▸ **EXERCISE AIM**
Find the line containing "of the overcast", then output it and every line after it through the end of the listing below, exactly as written.

Extracted records
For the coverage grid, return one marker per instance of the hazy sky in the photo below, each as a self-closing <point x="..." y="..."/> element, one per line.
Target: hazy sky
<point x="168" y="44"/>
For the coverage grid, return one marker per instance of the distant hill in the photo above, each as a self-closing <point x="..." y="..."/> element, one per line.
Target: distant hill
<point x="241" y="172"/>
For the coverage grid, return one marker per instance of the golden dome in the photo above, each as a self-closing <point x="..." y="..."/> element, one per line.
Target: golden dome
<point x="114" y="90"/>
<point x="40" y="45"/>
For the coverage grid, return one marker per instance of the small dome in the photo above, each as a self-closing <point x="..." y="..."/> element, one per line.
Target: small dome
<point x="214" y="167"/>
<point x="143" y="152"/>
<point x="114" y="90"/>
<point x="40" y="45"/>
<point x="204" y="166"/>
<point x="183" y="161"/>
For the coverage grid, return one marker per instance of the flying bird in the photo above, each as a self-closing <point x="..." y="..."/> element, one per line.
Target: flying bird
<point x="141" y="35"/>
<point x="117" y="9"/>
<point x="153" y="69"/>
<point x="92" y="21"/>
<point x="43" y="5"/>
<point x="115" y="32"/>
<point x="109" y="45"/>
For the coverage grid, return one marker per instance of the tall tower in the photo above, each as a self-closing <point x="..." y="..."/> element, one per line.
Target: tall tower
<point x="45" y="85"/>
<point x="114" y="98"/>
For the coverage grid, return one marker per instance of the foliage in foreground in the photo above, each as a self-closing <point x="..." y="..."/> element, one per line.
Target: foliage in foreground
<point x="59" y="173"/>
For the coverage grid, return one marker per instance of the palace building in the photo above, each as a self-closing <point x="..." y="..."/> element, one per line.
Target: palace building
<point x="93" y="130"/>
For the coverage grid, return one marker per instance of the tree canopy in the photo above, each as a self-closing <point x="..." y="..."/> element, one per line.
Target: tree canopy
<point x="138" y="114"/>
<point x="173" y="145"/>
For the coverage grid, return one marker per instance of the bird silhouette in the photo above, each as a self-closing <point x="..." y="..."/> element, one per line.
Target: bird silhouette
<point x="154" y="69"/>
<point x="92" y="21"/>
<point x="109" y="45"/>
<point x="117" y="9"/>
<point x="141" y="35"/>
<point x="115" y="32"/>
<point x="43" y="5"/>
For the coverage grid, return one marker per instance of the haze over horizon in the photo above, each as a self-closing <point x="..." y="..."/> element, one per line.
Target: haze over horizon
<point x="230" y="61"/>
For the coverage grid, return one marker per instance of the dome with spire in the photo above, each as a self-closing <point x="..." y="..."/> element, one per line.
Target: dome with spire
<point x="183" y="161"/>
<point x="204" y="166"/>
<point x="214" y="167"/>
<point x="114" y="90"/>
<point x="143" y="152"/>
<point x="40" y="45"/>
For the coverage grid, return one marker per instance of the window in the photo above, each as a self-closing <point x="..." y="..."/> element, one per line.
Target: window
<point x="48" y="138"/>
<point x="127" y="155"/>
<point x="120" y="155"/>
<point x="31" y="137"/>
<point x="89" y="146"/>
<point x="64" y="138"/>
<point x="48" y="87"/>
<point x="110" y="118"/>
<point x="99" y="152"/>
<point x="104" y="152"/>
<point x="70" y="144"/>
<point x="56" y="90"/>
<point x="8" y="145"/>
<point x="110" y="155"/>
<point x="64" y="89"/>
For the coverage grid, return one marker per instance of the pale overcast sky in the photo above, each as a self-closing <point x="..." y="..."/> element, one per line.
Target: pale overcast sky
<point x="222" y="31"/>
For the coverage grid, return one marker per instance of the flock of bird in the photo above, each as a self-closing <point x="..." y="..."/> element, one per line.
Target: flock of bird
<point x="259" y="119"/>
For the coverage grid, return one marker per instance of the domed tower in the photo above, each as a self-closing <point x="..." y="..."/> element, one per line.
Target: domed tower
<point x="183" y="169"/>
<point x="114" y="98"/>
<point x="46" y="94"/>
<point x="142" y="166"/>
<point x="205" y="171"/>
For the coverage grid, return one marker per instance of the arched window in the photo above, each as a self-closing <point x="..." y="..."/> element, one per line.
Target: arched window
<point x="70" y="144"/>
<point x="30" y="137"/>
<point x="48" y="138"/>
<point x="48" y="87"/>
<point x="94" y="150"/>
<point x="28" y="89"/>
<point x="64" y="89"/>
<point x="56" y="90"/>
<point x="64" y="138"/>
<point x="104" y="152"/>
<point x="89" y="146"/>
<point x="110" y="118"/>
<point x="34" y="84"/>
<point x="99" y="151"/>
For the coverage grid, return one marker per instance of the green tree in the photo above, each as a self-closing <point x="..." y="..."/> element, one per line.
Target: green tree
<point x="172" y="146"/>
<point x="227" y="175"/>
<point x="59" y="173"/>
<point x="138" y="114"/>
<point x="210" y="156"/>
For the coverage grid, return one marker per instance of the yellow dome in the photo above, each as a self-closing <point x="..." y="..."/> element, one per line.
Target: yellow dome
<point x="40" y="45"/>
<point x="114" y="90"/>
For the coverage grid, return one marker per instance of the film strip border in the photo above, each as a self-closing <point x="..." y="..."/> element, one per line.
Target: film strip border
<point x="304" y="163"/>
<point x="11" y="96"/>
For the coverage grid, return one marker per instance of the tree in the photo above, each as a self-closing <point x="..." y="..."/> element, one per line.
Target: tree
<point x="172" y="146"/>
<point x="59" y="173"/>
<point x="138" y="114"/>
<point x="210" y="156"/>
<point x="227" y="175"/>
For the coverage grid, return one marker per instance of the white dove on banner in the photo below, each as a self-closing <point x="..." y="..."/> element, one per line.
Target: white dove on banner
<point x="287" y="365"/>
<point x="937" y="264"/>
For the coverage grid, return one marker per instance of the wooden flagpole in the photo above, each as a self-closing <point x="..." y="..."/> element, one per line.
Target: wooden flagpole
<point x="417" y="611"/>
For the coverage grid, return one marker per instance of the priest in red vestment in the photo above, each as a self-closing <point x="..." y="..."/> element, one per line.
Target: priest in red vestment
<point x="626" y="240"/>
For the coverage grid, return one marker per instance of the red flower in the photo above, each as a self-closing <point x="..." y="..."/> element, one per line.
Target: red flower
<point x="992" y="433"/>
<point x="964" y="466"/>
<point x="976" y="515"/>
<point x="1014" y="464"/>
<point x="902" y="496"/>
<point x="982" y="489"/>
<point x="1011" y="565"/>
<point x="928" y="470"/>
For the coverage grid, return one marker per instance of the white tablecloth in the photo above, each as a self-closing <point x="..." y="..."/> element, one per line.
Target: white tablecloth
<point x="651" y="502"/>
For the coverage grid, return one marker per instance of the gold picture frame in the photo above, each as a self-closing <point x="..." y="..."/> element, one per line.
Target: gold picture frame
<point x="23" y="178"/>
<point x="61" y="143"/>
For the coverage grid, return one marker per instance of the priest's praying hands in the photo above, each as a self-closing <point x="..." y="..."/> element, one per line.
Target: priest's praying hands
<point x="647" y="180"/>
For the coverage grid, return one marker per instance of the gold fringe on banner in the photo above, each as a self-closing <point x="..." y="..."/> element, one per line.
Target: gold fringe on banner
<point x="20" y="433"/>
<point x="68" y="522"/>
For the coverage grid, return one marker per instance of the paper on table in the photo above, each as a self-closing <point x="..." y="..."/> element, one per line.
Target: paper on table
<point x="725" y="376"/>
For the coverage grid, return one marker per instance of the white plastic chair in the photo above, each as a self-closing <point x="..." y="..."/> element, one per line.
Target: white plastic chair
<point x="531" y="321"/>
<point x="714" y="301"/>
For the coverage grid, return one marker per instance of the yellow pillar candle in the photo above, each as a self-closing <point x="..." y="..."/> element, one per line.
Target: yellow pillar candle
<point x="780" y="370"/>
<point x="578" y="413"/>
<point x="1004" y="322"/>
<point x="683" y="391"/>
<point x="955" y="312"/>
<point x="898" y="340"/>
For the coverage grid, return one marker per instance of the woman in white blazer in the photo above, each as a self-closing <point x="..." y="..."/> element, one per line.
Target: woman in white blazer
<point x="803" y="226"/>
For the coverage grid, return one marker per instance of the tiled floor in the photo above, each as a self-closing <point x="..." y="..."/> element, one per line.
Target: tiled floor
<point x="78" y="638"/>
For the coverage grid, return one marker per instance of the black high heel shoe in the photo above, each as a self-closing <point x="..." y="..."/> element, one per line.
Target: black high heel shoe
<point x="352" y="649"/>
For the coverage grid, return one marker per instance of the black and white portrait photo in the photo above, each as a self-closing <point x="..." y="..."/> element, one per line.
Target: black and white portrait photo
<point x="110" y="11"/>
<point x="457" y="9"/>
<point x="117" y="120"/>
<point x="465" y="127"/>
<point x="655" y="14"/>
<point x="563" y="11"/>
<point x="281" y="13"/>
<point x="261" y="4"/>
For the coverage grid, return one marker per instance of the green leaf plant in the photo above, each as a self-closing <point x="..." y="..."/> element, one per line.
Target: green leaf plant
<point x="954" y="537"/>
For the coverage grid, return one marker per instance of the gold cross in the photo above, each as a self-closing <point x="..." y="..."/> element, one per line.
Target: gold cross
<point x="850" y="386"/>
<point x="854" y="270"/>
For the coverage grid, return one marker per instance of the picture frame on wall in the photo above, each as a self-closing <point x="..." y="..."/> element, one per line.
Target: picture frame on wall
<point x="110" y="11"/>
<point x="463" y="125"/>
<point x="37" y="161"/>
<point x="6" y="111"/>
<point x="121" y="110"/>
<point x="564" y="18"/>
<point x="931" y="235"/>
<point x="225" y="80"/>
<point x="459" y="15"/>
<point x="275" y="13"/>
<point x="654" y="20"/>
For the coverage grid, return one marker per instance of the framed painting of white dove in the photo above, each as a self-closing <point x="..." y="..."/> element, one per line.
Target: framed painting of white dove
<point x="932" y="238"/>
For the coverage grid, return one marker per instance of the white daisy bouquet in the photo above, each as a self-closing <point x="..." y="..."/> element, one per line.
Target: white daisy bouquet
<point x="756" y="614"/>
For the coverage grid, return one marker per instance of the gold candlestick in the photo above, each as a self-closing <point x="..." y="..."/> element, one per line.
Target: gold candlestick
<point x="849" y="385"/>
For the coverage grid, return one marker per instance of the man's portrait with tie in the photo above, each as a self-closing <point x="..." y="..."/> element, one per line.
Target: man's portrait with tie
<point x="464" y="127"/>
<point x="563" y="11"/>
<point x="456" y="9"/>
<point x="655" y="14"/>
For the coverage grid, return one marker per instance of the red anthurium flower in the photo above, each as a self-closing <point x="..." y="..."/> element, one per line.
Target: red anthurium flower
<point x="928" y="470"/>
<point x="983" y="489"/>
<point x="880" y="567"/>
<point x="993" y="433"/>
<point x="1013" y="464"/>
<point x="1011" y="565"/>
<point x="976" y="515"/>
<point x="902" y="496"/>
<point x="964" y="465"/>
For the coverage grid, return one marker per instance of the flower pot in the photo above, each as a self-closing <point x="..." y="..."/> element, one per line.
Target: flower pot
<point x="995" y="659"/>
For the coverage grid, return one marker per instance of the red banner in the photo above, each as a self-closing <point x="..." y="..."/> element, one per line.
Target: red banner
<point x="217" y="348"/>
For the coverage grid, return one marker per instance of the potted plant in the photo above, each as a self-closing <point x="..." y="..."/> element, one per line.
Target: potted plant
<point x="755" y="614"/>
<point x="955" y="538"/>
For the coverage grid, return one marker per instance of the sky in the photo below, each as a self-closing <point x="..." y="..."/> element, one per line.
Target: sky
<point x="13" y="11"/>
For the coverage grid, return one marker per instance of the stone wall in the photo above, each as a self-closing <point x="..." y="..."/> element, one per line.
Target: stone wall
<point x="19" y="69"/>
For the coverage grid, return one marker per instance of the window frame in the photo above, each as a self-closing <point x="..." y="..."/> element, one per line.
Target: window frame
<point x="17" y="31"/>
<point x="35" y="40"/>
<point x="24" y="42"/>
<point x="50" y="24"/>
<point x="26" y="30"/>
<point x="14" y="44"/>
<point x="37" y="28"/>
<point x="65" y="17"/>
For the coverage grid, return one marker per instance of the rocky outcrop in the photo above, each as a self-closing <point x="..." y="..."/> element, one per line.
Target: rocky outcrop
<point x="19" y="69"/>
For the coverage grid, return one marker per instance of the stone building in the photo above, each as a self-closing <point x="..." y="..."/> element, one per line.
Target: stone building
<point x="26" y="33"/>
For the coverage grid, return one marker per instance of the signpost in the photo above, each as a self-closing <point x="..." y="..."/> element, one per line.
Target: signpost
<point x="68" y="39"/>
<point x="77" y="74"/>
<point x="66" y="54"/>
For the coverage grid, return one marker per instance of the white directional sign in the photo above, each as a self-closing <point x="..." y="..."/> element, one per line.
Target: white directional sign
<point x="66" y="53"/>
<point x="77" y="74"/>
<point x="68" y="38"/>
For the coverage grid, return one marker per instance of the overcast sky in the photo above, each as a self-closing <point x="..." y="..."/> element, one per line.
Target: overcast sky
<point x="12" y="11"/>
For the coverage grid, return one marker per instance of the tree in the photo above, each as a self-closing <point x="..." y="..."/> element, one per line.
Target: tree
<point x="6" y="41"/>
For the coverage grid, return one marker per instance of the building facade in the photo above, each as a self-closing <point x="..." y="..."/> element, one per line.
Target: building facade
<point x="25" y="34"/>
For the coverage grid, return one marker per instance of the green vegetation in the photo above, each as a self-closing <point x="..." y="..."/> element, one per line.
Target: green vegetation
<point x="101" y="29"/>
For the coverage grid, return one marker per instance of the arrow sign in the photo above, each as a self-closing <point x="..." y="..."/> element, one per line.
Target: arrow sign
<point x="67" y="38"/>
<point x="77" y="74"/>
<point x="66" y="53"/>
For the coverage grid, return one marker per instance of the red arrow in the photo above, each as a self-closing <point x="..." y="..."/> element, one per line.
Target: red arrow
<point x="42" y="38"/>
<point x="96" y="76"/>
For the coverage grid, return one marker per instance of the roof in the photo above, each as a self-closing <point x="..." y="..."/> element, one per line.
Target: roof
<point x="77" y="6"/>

▸ **FINAL ANSWER**
For the coverage grid, return one marker per instance of the overcast sky in the photo above, each as a self-closing <point x="..." y="..."/> element, one per line.
Target: overcast sky
<point x="12" y="11"/>
For the coverage grid, return one marker per instance of the tree in the photo above, each as a self-closing <point x="..." y="..."/> element, one per line.
Target: tree
<point x="6" y="41"/>
For the coverage grid, return one marker per instance of the building facade in the photo above, each as a self-closing <point x="..." y="..."/> element, one per line.
Target: building facade
<point x="25" y="34"/>
For the coverage grid, return one marker per instance of the green vegetation in the photo above, each as a self-closing <point x="..." y="..."/> element, one per line.
Target: green vegetation
<point x="101" y="29"/>
For the coverage grid, return one marker per instance of the arrow sign in the photo above, each as a self-closing <point x="..." y="..."/> element, one per line.
Target: arrow sign
<point x="67" y="38"/>
<point x="77" y="74"/>
<point x="66" y="53"/>
For the coverage grid, return one marker per instance of the red arrow in the photo above, each as a self-closing <point x="..." y="..."/> element, one per line.
Target: red arrow
<point x="42" y="38"/>
<point x="96" y="76"/>
For the coverage grid, return one marker per instance of the roof in the photo above, each as a self-closing <point x="..." y="..."/> element, one per line.
Target: roof
<point x="77" y="6"/>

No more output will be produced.